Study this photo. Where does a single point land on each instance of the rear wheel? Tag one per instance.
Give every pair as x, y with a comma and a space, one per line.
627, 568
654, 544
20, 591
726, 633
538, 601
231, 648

**The task**
Copy out every one of the lines above verbatim, keeping their original order, wording and punctuation.

**Exercise solution**
Study this photo. Where does a single point land on each instance of the rear wheel? Tag one per instance.
Give every pair as x, y with a comma and a space, one per line.
627, 568
654, 544
20, 591
726, 633
538, 601
231, 648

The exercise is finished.